Source extract.
"""

The incident outraged Singaporeans, and in the process elevated Mr. Khor to folk-hero status. He’s been featured in newspapers and has made the rounds on the talk-show circuit. Strangers stop him on the street to congratulate him. “People even roll down their windows at intersections to shake my hand,” says the slight, bespectacled 29-year-old lawyer. "They come up to me in hotel lobbies and say, ‘More people should do what you did.’ "
As mobile-phone ownership has spread across urban Asia, politeness has gone out the window. People chat on the phone during movies and plays. They make loud, lengthy calls in restaurants. They even talk on their cells during weddings and funerals. While Europe and the U.S. have their share of cell-phone abuse, social pressures help keep errant callers in check: Annoyed Westerners think nothing of telling someone what to do with their cell phone. But here, grin-and-bear-it Confucian ethics prompt most Asians offended by bad mobile-phone manners to hold their tongues.
Yet a groundswell of discontent is propelling some here to take a deep breath and … say something.
“There’s a lot of anger out there,” says Noel Hon, Singapore’s answer to Miss Manners and chairman of both the government-run Courtesy Council and the Singapore Kindness Movement. “Generally, Singaporeans won’t say anything if a phone goes off in, say, a church. They’ll just frown,” he says. “But that’s starting to change.”
In Hong Kong, Richard Soon, 48, is way beyond the frowning stage. He told one theatergoer to turn his phone off or risk choking on it. And on a recent flight to Beijing he growled at a fellow business-class passenger who, despite the airline’s rule against using cellular phones on board, was chatting away. “I was bigger than him, so he had to put up with it,” Mr. Soon says.
The citizenry is being asked to put up with a lot these days, thanks to the explosion of cell phones in Asia. Since 1997, cell-phone ownership in Singapore has jumped 98% to 1.5 million units, representing about 39% of the population. Over the same period in Hong Kong, ownership has risen 81% to 3.8 million, or 58% of the population. Users take their cell phones with them everywhere: One of Mr. Khor’s friends recently dropped his Nokia into the toilet while multi-tasking in the men’s room. “The guy on the other end was pretty disgusted” when he found out later why the conversation was suddenly cut short, Mr. Khor says.
Especially in the world of business, it’s no calls barred. Mobile phones routinely go off during meetings, and it isn’t uncommon for people to actually take the call. “I’ve even had candidates take calls during job interviews,” says Dharma Chandran, a senior consultant at Hewitt Associates in Singapore who was raised in Malaysia and schooled in Australia. “In my experience, that never happens in the U.S. People turn their phone on silent, or more often, just turn it off” during business meetings, he says.

"""

Record excerpts.
"""

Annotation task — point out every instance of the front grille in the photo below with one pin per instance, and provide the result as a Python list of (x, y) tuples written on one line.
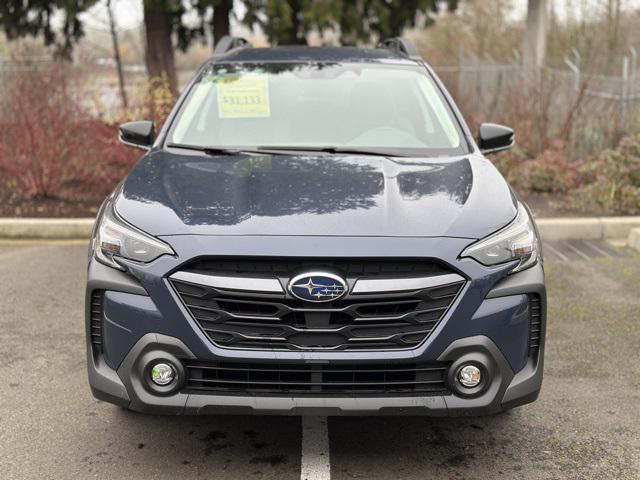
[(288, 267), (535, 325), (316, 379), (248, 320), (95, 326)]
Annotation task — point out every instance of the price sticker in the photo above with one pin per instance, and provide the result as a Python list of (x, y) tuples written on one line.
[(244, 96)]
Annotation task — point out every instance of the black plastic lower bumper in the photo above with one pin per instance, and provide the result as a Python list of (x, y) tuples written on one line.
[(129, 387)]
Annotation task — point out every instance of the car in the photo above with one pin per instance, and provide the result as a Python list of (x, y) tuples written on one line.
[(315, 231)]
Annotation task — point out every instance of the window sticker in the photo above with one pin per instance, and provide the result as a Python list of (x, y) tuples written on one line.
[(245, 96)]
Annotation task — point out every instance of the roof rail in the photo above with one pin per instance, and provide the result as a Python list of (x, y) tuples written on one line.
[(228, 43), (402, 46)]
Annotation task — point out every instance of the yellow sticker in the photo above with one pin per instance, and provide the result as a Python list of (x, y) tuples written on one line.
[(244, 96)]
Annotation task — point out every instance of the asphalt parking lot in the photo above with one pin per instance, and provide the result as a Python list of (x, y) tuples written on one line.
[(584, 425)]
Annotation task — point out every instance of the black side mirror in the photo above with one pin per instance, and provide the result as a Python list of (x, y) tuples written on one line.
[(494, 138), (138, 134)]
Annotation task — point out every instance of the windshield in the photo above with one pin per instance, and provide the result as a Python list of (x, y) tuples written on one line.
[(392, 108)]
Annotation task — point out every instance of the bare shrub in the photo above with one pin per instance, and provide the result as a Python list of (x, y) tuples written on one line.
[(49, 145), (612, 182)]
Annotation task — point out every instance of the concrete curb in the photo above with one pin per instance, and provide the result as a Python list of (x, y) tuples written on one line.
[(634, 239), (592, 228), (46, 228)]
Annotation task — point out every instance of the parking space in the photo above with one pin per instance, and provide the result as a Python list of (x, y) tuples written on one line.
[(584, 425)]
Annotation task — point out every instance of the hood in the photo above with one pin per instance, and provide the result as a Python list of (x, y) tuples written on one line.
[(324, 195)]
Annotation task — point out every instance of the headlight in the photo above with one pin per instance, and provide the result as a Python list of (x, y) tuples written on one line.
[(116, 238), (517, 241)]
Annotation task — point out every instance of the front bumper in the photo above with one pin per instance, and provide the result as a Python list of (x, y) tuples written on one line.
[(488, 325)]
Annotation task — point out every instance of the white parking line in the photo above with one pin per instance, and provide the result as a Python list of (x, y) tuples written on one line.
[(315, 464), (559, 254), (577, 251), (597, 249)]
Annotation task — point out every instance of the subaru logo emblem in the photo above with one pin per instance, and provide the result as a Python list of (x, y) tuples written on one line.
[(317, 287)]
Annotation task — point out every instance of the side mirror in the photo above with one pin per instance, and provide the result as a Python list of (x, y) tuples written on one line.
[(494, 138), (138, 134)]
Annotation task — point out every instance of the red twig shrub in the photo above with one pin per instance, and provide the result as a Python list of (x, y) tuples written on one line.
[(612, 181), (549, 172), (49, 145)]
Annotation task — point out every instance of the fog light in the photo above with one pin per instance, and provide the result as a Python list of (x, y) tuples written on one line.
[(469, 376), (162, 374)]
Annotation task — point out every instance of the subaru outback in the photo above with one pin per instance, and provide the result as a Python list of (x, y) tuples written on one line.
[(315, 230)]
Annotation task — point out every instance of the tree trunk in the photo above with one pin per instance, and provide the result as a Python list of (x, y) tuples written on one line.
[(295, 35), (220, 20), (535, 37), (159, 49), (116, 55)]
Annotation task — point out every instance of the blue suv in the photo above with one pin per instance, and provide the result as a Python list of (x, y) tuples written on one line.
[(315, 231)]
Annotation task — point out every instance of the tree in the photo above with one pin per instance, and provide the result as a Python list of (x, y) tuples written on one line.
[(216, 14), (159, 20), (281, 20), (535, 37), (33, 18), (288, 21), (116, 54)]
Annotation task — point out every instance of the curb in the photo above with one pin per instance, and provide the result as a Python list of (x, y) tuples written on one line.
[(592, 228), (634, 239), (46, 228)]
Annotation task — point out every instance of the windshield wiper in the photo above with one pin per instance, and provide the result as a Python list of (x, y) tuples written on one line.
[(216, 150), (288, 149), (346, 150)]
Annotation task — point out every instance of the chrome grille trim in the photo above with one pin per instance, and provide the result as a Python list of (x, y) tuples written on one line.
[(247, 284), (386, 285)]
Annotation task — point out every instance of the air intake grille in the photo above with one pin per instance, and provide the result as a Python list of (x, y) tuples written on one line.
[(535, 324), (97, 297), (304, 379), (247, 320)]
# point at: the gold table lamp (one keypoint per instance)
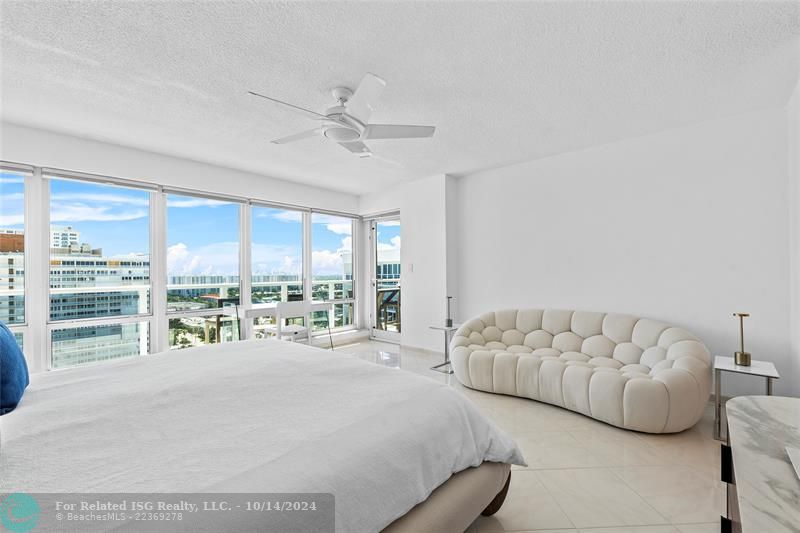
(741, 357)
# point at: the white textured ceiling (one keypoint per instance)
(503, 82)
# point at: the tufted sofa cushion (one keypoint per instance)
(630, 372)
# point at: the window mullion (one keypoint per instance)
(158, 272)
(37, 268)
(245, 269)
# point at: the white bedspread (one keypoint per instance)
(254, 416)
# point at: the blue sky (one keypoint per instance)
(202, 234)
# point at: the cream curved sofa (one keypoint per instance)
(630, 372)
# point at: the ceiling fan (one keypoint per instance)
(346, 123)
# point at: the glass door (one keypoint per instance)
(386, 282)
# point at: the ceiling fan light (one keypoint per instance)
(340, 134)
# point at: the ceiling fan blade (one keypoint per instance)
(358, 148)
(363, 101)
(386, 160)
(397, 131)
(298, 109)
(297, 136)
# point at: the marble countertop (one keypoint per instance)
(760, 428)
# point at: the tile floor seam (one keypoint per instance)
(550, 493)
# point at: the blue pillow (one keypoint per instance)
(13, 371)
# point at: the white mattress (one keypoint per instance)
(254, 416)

"""
"""

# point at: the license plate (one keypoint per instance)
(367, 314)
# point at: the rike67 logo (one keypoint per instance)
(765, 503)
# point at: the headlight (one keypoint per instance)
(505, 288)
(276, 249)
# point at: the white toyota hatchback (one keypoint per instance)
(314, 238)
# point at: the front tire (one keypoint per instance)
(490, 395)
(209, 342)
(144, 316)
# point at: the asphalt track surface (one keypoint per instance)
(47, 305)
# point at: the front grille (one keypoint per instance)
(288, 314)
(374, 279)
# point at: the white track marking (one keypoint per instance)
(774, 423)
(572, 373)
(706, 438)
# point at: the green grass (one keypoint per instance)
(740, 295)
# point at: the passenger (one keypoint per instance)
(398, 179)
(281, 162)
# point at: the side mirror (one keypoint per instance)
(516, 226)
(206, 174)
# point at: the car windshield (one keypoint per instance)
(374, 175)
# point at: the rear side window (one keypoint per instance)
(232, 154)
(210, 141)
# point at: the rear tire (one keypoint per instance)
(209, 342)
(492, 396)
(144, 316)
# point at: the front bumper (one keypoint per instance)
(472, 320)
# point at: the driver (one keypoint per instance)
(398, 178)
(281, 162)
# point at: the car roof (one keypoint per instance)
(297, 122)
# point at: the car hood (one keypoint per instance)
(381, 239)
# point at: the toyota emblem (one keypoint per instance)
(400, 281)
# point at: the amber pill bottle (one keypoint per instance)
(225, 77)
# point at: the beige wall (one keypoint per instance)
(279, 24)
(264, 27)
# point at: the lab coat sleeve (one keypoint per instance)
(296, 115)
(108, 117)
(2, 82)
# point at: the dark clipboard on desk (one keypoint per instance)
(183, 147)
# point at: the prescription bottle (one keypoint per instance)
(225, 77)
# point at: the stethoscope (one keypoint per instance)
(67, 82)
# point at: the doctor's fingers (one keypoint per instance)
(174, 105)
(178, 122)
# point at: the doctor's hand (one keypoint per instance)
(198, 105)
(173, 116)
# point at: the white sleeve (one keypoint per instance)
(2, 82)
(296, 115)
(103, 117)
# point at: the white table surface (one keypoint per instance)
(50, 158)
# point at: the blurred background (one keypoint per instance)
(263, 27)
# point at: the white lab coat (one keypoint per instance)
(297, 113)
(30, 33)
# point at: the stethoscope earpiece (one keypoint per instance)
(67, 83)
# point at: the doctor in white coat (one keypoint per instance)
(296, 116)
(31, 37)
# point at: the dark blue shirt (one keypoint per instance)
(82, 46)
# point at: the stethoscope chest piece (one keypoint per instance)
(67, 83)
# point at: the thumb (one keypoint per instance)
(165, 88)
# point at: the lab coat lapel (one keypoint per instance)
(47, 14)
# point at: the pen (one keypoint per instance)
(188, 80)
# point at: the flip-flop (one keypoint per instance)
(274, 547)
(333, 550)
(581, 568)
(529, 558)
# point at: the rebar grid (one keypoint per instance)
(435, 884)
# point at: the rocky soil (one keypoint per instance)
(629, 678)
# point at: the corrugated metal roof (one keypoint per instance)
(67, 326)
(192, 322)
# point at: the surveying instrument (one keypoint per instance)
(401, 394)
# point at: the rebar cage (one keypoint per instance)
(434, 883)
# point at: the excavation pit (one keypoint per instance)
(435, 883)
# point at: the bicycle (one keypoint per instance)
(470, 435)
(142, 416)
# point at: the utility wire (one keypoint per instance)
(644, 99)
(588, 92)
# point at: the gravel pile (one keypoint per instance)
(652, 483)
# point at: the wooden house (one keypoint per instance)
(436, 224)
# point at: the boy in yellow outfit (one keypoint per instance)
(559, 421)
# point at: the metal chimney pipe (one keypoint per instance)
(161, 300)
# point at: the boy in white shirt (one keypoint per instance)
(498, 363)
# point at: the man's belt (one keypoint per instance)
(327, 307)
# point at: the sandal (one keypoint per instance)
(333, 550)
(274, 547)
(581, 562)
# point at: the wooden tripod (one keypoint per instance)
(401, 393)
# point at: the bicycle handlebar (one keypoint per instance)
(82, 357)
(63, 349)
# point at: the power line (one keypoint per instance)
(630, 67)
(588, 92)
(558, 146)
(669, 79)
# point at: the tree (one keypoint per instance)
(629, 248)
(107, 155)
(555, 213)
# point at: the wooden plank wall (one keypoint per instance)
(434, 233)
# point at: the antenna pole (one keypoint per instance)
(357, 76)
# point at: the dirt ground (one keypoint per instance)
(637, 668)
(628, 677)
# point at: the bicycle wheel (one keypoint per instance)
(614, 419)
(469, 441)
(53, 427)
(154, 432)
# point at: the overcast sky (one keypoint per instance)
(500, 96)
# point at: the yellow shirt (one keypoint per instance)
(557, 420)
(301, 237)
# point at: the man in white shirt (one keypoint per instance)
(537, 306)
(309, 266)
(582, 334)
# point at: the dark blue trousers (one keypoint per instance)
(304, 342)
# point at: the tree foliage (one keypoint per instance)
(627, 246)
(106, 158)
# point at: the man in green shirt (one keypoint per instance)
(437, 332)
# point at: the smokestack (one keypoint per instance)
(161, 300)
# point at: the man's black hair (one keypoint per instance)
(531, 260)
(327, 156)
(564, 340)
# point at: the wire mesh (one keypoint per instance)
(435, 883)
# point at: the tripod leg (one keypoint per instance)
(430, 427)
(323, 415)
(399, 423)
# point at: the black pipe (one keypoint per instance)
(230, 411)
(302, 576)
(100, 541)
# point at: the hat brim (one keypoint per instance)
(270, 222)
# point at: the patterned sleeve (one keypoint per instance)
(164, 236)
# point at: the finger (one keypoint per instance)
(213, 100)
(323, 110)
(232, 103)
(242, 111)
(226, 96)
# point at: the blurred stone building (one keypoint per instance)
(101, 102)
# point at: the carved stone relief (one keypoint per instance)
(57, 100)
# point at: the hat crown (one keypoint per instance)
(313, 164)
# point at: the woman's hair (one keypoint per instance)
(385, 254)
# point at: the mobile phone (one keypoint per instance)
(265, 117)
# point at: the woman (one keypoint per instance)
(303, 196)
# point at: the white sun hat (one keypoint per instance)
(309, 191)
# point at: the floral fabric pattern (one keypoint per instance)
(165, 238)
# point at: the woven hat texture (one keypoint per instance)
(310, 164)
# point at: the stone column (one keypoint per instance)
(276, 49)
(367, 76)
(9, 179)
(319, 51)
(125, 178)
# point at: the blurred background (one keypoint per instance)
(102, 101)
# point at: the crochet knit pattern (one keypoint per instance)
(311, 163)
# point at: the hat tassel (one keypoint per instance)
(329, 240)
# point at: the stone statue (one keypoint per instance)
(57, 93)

"""

Decide whether each statement below agrees with the cell-phone manners text, and answer yes or no with the deciding words quoted from the text. 1. Mr. Khor is a 29-year-old lawyer. 2. About 39% of Hong Kong's population owns a cell phone. 3. Dharma Chandran was schooled in Malaysia.

1. Yes: "the slight, bespectacled 29-year-old lawyer"
2. No: "Over the same period in Hong Kong, ownership has risen 81% to 3.8 million, or 58% of the population."
3. No: "who was raised in Malaysia and schooled in Australia"